═════ Records provided ═════

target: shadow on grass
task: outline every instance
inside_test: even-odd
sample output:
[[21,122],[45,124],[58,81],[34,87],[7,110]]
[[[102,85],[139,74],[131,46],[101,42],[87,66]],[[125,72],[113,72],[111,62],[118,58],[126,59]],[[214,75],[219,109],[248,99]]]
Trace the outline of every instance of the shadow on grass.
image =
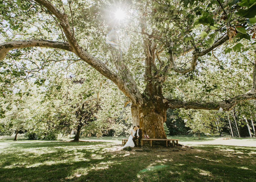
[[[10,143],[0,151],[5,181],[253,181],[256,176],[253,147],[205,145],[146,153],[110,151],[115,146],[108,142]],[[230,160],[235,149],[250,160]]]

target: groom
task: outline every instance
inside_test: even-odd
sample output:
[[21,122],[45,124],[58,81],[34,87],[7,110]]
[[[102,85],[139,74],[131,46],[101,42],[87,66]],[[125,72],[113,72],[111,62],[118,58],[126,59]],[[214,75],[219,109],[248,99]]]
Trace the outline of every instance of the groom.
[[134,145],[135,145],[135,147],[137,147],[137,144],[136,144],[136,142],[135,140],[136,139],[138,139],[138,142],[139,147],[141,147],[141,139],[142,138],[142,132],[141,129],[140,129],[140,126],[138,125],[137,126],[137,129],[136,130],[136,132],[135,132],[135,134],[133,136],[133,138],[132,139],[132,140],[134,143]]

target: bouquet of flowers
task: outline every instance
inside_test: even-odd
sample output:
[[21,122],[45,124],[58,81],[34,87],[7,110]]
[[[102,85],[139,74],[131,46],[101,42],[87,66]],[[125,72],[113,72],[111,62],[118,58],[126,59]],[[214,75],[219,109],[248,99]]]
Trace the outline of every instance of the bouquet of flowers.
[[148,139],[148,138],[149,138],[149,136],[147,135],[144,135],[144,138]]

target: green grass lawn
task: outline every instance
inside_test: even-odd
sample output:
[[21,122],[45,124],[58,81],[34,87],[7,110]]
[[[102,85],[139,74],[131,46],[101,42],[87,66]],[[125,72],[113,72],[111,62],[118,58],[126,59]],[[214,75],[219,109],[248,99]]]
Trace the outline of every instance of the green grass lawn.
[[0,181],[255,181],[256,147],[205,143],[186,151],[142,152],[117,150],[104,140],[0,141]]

═════
═════ Records provided ═════

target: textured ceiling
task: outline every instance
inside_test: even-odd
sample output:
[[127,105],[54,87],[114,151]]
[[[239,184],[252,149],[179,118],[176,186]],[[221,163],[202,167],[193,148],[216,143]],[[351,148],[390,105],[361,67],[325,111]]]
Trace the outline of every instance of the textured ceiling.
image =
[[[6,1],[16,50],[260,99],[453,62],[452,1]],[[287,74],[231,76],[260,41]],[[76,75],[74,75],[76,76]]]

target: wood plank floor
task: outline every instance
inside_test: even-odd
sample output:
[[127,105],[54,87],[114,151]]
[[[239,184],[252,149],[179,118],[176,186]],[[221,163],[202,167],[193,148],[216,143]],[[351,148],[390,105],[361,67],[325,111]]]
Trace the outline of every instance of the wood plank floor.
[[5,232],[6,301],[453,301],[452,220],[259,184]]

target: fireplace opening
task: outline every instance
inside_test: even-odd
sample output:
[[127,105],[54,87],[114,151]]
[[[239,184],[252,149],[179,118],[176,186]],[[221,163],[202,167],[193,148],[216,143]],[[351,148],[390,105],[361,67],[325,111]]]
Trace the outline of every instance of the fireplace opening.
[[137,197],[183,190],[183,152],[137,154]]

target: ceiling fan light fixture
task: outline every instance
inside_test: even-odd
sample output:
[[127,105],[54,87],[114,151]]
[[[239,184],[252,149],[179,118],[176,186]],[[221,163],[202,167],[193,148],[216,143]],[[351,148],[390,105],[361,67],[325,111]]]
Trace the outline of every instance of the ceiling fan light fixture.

═════

Problem description: Rewrite the data starting at the line containing "target: ceiling fan light fixture" and ending at the line containing "Trace the outline of every instance of the ceiling", with "even-odd" changed to "nonzero" and nothing else altered.

Task solution:
target: ceiling fan light fixture
task: outline every instance
inside_test: nonzero
sample output:
[[127,105],[54,87],[114,151]]
[[[239,184],[252,149],[179,118],[176,186]],[[221,163],[202,167],[193,148],[216,143]],[[351,148],[390,105],[361,67],[325,111]]]
Trace the outline of every instance of the ceiling fan light fixture.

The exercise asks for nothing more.